▸ GIVEN PASSAGE:

▽

§ (1) The council of any county or county borough, the common council of the city of London, and the council of any metropolitan borough or county district may hire compulsorily any land to which this Section applies for any of the purposes of the Act of 1937 or of this Act by means of an order made by the council and confirmed by the Minister, and the provisions of Sections one hundred 2445 and sixty-one, one hundred and sixty-two one hundred and seventy-four, and one hundred and seventy-five of the Local Government Act, 1933, and of paragraphs (a) and (c) of Section one hundred and seventy-nine of that Act shall apply with respect to any such order with such modifications as may be specified in the order and as if for the references to purchase and to a local authority there were substituted references, respectively, to hiring and to any such council as aforesaid.
§ (2) Section fifty-three of this Act shall with any necessary modifications apply to an order under this Section as it applies to an order under Section five of the Act of 1937.
§ (3) The Acquisition of Land (Assessment of Compensation) Act, 1919, shall apply to the determination of the amount of rent or compensation payable in respect of land authorised to be hired compulsorily under this Section.
§ (4) Land to which this Section applies is unoccupied land and land in the occupation of a tenant whose tenancy thereof will expire or can be determined by his landlord within a period of three years after the making of an order for the compulsory hiring of that land pursuant to the provisions of Sub-section (1) of this Section.—[Mr. H. Morrison.]
§ Brought up, and read the First time.
§ 10.18 p.m.
§ Mr. H. Morrison
I beg to move, "That the Clause be read a Second time."
This is an extension in a certain direction of powers which exist in other parts of the Bill. The Committee will know that powers already exist in the Bill for the compulsory purchase of land, which includes buildings, for the purposes of Civil Defence. There are occasions when it is more expedient that the local authority should hire land, including buildings, rather than purchase them. That often is the cheaper procedure, and economy is very desirable in the administration of this Bill not only in the interests of the local authority but also in the interests of the State, which finds a substantial proportion of the air-raid precautions expenditure. Therefore it appears to us that it would be expedient that we should have the power to acquire instead of purchasing. Moreover, there is the possibility, we all hope, that the existing tension in international affairs will be lessened. If it were the case within a reasonably short time that the European situation cleared up, and there was reasonable security among the nations of Europe, it would be a pity of a local authority were the actual possessor of property which was no longer wanted. From the point of view of economy, we 2446 should have this power of compulsory hiring.

△

▸ ENTRIES SHOWN:
▽

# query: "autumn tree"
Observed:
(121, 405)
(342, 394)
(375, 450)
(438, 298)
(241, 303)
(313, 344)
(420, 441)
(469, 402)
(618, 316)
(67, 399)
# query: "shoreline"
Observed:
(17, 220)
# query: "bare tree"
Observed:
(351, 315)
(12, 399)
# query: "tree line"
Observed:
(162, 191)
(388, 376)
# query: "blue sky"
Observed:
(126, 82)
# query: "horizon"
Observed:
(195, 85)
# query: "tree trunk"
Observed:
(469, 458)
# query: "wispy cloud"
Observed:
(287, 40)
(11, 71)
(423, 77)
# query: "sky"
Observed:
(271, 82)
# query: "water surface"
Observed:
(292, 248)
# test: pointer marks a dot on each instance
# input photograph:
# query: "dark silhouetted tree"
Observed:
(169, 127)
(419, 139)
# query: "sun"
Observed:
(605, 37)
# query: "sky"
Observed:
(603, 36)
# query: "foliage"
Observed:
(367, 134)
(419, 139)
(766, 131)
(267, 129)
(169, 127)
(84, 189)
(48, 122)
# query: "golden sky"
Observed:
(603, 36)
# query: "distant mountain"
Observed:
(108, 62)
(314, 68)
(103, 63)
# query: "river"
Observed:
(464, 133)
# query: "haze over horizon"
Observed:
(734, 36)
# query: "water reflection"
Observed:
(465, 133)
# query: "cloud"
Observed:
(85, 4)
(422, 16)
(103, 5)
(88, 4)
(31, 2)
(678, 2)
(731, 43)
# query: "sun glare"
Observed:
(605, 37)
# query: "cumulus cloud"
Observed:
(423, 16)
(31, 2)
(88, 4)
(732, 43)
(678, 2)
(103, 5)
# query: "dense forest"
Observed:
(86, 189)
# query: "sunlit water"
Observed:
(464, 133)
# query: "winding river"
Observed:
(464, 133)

△
▽

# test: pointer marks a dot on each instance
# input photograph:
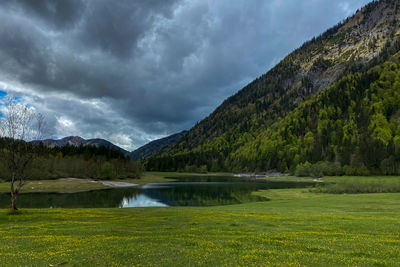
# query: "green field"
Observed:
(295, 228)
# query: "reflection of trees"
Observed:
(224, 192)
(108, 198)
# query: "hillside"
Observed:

△
▽

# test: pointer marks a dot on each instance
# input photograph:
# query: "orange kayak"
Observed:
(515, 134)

△

▸ WHAT YOU WILL DO:
1 > According to the passage on compulsory hiring of land, why does Mr. H. Morrison want local authorities to be able to hire land instead of only purchasing it? Answer in one to three sentences.
2 > Translate this sentence from the passage on compulsory hiring of land into Spanish: "There are occasions when it is more expedient that the local authority should hire land, including buildings, rather than purchase them."

▸ RESPONSES:
1 > Hiring is often cheaper than purchasing, and economy matters both to the local authority and to the State, which pays a substantial share of air-raid precautions expenditure. If international tension eased and Europe became reasonably secure, a local authority would not be left owning property it no longer needed.

2 > Hay ocasiones en que resulta más conveniente que la autoridad local alquile terrenos, incluidos edificios, en lugar de comprarlos.